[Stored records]
....

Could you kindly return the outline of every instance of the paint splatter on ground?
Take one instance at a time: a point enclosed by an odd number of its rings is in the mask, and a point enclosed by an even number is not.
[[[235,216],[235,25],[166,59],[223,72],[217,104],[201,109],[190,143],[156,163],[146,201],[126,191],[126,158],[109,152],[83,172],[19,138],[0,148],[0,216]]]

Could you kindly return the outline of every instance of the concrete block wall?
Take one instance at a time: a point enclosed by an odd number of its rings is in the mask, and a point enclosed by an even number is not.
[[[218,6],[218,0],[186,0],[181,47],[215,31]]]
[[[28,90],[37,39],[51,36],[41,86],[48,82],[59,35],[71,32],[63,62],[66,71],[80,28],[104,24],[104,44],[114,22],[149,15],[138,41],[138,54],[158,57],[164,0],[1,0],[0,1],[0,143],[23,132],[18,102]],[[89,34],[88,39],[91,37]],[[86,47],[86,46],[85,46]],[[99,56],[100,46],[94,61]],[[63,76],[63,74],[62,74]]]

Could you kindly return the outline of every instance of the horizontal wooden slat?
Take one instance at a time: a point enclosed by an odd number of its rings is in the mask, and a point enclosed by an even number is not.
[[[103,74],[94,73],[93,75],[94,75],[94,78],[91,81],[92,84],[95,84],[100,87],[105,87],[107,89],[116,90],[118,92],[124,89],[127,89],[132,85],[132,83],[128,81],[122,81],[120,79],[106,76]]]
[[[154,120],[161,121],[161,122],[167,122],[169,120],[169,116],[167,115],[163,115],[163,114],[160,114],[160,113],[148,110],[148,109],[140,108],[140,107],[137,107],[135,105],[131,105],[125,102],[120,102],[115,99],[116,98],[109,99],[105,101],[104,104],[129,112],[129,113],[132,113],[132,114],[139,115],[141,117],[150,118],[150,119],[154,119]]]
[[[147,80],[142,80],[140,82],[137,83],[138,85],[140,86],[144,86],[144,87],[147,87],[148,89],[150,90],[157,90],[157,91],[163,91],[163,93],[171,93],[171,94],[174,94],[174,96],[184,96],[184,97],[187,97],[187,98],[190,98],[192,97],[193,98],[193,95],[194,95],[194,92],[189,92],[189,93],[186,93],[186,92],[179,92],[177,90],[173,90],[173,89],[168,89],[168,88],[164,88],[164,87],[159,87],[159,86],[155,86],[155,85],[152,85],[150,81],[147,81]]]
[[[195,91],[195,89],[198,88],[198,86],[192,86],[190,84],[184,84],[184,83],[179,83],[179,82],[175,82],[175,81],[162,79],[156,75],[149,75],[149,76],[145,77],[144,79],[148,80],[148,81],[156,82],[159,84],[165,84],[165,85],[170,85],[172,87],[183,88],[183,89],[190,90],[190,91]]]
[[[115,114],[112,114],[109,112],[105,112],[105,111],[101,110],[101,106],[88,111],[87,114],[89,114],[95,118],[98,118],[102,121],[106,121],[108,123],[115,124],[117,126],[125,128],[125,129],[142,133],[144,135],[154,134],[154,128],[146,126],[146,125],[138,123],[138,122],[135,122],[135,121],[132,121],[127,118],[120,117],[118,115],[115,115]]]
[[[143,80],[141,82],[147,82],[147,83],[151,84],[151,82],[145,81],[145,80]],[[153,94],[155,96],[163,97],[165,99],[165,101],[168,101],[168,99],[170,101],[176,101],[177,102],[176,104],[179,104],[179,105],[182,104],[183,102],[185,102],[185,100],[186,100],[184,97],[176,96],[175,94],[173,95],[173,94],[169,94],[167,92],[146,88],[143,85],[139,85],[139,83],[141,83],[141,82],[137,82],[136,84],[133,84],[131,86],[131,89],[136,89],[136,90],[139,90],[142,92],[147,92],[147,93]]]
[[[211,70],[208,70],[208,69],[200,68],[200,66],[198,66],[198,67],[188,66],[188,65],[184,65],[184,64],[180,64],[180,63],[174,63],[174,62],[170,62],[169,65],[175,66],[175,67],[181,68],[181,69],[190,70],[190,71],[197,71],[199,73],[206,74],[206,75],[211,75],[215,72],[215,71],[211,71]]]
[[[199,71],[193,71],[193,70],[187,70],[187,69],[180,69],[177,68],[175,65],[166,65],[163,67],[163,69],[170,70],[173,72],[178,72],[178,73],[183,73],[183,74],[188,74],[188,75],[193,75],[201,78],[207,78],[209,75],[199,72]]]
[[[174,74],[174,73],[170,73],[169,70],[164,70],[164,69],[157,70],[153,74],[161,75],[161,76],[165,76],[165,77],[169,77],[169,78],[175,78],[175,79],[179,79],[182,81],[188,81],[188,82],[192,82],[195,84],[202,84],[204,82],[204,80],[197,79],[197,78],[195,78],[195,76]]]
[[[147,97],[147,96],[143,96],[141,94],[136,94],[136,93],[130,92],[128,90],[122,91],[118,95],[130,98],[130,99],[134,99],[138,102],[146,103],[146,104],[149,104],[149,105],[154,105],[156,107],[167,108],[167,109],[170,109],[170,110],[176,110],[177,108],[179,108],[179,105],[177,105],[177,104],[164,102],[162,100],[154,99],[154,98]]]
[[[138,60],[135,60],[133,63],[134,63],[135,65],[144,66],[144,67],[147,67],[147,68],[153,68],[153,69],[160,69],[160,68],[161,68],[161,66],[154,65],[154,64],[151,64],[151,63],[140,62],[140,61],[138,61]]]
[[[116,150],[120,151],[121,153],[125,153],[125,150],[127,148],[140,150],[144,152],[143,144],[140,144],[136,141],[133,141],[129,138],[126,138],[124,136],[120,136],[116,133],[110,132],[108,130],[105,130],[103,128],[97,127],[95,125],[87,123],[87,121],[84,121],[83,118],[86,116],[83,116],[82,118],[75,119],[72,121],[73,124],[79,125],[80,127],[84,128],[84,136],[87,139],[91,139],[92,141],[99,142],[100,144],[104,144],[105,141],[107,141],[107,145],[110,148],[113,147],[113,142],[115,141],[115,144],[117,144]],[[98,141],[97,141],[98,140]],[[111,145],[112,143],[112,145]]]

....

* Exercise *
What is needed is an exact copy of every entry.

* Written solution *
Could you kindly return the outline of every instance of the paint splatter on ground?
Take one instance at a time: a point enclosed by an odd number of its rings is in the mask, and a point enclosed by an even number is not.
[[[235,216],[235,25],[166,59],[223,72],[217,104],[201,109],[190,143],[156,163],[146,201],[126,191],[126,158],[109,152],[83,172],[19,138],[0,148],[0,216]]]

Could you kindly return the outline of every instance of the concrete block wall?
Take one instance at a time: a point enclosed by an odd number of its rings is in the mask, and a point enclosed by an even number is not.
[[[218,6],[218,0],[186,0],[181,47],[215,31]]]
[[[28,90],[37,39],[51,36],[41,86],[48,82],[59,35],[71,32],[63,62],[66,71],[80,28],[104,24],[104,44],[114,22],[149,15],[138,41],[138,54],[158,57],[164,0],[1,0],[0,1],[0,143],[23,132],[18,102]],[[89,34],[88,39],[91,37]],[[86,47],[86,46],[85,46]],[[99,56],[100,46],[94,61]],[[63,76],[63,74],[62,74]]]

Could you kindly return the outline of every instance of the horizontal wooden slat?
Take one instance at a time: a point enclosed by an odd number of its rings is in the mask, and a point enclosed by an even number is not.
[[[103,74],[94,73],[93,75],[94,75],[94,78],[91,81],[92,84],[95,84],[100,87],[105,87],[107,89],[116,90],[118,92],[124,89],[127,89],[132,85],[132,83],[128,81],[122,81],[120,79],[106,76]]]
[[[154,120],[161,121],[161,122],[167,122],[169,120],[169,116],[167,115],[163,115],[163,114],[160,114],[160,113],[148,110],[148,109],[140,108],[140,107],[137,107],[135,105],[131,105],[125,102],[120,102],[115,99],[116,98],[109,99],[105,101],[104,104],[129,112],[129,113],[132,113],[132,114],[139,115],[141,117],[150,118],[150,119],[154,119]]]
[[[147,80],[142,80],[140,82],[137,83],[138,85],[140,86],[144,86],[144,87],[147,87],[148,89],[150,90],[157,90],[157,91],[163,91],[163,93],[171,93],[171,94],[174,94],[174,96],[184,96],[184,97],[187,97],[187,98],[190,98],[192,97],[193,98],[193,95],[194,95],[194,92],[189,92],[189,93],[186,93],[186,92],[179,92],[177,90],[173,90],[173,89],[168,89],[168,88],[164,88],[164,87],[159,87],[159,86],[155,86],[155,85],[152,85],[150,81],[147,81]]]
[[[195,91],[195,89],[198,88],[198,86],[192,86],[190,84],[184,84],[184,83],[179,83],[179,82],[175,82],[175,81],[162,79],[156,75],[149,75],[149,76],[145,77],[144,79],[148,80],[148,81],[156,82],[159,84],[165,84],[165,85],[170,85],[172,87],[183,88],[183,89],[190,90],[190,91]]]
[[[115,114],[112,114],[109,112],[105,112],[105,111],[101,110],[101,106],[88,111],[87,114],[89,114],[95,118],[98,118],[102,121],[106,121],[108,123],[115,124],[117,126],[125,128],[125,129],[142,133],[144,135],[154,134],[154,128],[146,126],[146,125],[138,123],[138,122],[135,122],[135,121],[132,121],[127,118],[120,117],[118,115],[115,115]]]
[[[143,80],[141,82],[147,82],[147,83],[151,84],[151,82],[145,81],[145,80]],[[153,94],[155,96],[163,97],[165,99],[165,101],[168,101],[168,99],[170,101],[176,101],[177,102],[176,104],[179,104],[179,105],[182,104],[183,102],[185,102],[185,100],[186,100],[184,97],[176,96],[175,94],[173,95],[173,94],[169,94],[167,92],[146,88],[143,85],[139,85],[139,83],[141,83],[141,82],[137,82],[136,84],[133,84],[131,86],[131,89],[136,89],[136,90],[139,90],[142,92],[147,92],[147,93]]]
[[[211,70],[208,70],[208,69],[200,68],[200,66],[198,66],[198,67],[188,66],[188,65],[184,65],[184,64],[180,64],[180,63],[174,63],[174,62],[170,62],[169,65],[175,66],[175,67],[181,68],[181,69],[190,70],[190,71],[197,71],[199,73],[206,74],[206,75],[211,75],[215,72],[215,71],[211,71]]]
[[[199,71],[193,71],[193,70],[187,70],[187,69],[180,69],[177,68],[175,65],[166,65],[163,67],[163,69],[170,70],[173,72],[178,72],[178,73],[183,73],[183,74],[188,74],[188,75],[193,75],[201,78],[207,78],[209,75],[199,72]]]
[[[174,74],[174,73],[170,73],[169,70],[164,70],[164,69],[157,70],[153,74],[161,75],[161,76],[165,76],[165,77],[169,77],[169,78],[175,78],[175,79],[179,79],[182,81],[188,81],[188,82],[192,82],[195,84],[202,84],[204,82],[204,80],[197,79],[197,78],[195,78],[195,76]]]
[[[147,97],[147,96],[143,96],[141,94],[136,94],[136,93],[130,92],[128,90],[122,91],[118,95],[130,98],[130,99],[134,99],[138,102],[146,103],[146,104],[149,104],[149,105],[154,105],[156,107],[167,108],[167,109],[170,109],[170,110],[176,110],[177,108],[179,108],[179,105],[177,105],[177,104],[164,102],[162,100],[154,99],[154,98]]]
[[[138,60],[135,60],[133,63],[134,63],[135,65],[144,66],[144,67],[147,67],[147,68],[153,68],[153,69],[160,69],[160,68],[161,68],[161,66],[154,65],[154,64],[151,64],[151,63],[140,62],[140,61],[138,61]]]
[[[116,150],[120,151],[121,153],[125,153],[125,150],[127,148],[140,150],[144,152],[143,144],[140,144],[136,141],[133,141],[129,138],[126,138],[124,136],[120,136],[116,133],[110,132],[108,130],[105,130],[103,128],[97,127],[95,125],[87,123],[87,121],[84,121],[83,118],[86,116],[83,116],[82,118],[75,119],[72,121],[73,124],[79,125],[80,127],[84,128],[84,136],[87,139],[91,139],[92,141],[99,142],[100,144],[104,144],[105,141],[107,141],[107,145],[110,148],[113,147],[113,142],[115,141],[115,144],[117,144]],[[98,141],[97,141],[98,140]],[[111,145],[112,143],[112,145]]]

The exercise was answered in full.